» **Work required**
Write out exactly the first lines of the listing, ending on the line that contains "hamburger drawing with one point per instance".

» **Dataset**
★ ★ ★

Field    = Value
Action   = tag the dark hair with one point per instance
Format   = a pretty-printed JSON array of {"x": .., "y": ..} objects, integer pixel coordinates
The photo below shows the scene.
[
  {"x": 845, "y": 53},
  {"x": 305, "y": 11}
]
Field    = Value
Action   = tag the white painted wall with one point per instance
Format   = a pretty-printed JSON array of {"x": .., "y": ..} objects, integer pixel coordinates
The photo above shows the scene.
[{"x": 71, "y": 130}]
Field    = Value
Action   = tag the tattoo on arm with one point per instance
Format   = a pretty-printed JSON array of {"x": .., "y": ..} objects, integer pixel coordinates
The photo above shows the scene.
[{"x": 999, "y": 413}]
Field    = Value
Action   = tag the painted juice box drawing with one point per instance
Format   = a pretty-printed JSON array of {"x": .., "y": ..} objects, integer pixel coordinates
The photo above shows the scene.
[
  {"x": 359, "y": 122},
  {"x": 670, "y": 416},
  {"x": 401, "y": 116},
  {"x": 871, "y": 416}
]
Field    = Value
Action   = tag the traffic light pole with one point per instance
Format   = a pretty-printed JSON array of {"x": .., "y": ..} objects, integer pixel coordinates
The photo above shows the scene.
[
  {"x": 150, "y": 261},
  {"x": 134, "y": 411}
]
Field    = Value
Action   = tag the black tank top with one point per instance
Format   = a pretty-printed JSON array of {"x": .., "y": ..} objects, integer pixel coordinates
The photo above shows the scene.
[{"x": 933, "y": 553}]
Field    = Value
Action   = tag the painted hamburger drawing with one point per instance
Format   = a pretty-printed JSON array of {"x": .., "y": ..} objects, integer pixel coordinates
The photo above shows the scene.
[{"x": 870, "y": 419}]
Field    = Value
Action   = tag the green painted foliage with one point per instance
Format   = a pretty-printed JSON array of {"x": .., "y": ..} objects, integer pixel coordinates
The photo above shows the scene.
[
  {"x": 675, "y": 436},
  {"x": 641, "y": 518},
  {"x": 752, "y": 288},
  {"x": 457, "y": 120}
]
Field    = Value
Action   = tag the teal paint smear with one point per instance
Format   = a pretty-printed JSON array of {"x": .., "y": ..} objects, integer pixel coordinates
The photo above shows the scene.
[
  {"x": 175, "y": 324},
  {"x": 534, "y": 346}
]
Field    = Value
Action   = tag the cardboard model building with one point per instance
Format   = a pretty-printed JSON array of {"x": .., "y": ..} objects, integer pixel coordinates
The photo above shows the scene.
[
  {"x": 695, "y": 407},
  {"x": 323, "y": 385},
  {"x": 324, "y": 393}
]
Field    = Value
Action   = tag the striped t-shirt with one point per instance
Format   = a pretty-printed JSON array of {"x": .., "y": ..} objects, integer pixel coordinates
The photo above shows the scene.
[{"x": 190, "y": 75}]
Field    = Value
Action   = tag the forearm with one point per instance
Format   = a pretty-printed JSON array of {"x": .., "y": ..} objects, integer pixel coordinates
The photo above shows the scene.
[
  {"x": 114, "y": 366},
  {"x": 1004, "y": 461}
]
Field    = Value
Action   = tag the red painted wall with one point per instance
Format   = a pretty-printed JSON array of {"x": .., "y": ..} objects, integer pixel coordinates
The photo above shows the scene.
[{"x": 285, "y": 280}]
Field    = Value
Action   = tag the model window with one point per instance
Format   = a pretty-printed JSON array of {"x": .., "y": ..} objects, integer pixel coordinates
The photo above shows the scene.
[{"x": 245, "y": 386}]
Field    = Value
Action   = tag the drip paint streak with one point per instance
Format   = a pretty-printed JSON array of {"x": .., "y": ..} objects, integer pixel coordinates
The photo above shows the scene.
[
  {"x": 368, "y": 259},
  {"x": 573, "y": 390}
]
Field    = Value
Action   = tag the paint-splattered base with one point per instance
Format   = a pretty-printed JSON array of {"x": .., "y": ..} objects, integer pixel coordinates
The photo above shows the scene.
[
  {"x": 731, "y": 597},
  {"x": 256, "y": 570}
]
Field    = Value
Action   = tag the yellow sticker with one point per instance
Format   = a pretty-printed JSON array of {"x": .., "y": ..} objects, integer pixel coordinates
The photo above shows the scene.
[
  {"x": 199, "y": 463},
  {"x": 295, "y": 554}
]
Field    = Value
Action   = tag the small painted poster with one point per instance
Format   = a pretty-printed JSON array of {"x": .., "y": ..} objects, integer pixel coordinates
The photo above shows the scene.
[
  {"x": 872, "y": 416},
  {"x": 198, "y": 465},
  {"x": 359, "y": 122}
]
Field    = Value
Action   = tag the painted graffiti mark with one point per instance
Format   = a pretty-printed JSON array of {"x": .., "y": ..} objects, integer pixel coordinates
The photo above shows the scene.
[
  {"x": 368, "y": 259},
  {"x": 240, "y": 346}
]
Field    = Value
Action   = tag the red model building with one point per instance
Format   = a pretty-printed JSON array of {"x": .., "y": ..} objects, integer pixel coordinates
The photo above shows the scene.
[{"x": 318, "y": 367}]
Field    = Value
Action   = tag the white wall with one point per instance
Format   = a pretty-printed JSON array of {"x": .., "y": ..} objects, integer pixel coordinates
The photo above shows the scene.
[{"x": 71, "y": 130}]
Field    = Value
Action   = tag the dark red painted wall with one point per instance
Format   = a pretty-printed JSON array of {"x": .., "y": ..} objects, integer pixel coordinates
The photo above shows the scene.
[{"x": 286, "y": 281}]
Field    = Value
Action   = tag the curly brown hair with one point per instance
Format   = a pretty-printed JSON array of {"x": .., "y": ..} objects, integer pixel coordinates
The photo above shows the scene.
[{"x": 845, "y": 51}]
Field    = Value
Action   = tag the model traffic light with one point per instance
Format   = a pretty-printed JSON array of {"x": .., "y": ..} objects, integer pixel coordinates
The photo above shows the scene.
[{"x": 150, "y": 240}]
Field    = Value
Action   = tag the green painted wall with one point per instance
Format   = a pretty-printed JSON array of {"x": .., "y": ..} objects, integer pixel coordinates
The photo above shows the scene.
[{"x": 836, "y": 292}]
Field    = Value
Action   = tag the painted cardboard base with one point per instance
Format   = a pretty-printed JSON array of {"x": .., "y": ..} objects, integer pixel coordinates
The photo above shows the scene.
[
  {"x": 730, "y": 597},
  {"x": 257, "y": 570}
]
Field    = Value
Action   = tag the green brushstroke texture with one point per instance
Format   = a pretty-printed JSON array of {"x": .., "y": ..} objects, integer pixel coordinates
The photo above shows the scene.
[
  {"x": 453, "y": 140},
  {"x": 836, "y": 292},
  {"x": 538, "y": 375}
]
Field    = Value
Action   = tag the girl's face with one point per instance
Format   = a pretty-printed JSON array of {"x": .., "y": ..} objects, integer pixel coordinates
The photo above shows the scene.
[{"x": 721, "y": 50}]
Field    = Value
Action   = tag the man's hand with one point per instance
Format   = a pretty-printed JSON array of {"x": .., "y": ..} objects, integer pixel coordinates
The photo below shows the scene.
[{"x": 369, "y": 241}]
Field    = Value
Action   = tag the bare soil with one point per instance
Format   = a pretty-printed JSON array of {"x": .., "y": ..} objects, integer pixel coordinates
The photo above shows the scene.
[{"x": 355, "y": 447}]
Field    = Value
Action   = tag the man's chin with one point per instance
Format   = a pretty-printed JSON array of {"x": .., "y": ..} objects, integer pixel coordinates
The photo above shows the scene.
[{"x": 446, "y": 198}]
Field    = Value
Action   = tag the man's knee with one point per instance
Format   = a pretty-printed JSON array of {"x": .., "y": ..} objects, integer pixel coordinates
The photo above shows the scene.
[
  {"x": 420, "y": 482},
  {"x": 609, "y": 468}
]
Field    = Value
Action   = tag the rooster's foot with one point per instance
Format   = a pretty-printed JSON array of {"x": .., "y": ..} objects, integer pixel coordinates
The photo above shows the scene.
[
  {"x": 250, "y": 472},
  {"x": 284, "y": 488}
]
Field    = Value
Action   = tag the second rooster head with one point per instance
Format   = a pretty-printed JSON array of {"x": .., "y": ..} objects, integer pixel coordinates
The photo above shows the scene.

★ ★ ★

» **Solution below**
Field    = Value
Action   = tag the dark hair with one point per instance
Format   = a pretty-printed JSON array of {"x": .., "y": ..} objects, integer pixel coordinates
The photo below shows the scene.
[
  {"x": 845, "y": 53},
  {"x": 305, "y": 11}
]
Field    = Value
Action   = tag the white painted wall with one point per instance
Format   = a pretty-printed JSON array of {"x": .., "y": ..} objects, integer pixel coordinates
The photo above shows the scene.
[{"x": 71, "y": 130}]
Field    = Value
Action   = tag the tattoo on arm with one point per instance
Format   = a pretty-printed JSON array of {"x": .., "y": ..} objects, integer pixel coordinates
The photo above shows the scene.
[{"x": 999, "y": 413}]
Field    = Value
Action   = tag the painted juice box drawing with one point per instance
Format   = a pretty-printed JSON array of {"x": .., "y": ..} objects, integer pixel coordinates
The photo above shows the scene.
[
  {"x": 359, "y": 122},
  {"x": 670, "y": 416},
  {"x": 401, "y": 116},
  {"x": 871, "y": 416}
]
Field    = Value
Action   = tag the traffic light pole with one point per instance
Format   = a pretty-printed JSON array of {"x": .., "y": ..} objects, integer pixel coordinates
The photo above shows the scene.
[
  {"x": 150, "y": 261},
  {"x": 134, "y": 411}
]
Field    = Value
Action   = tag the black tank top with one point per instance
Format   = a pretty-printed JSON array of {"x": .., "y": ..} objects, integer pixel coordinates
The photo above shows the scene.
[{"x": 933, "y": 553}]
Field    = Value
Action   = tag the painted hamburger drawing with one point per instance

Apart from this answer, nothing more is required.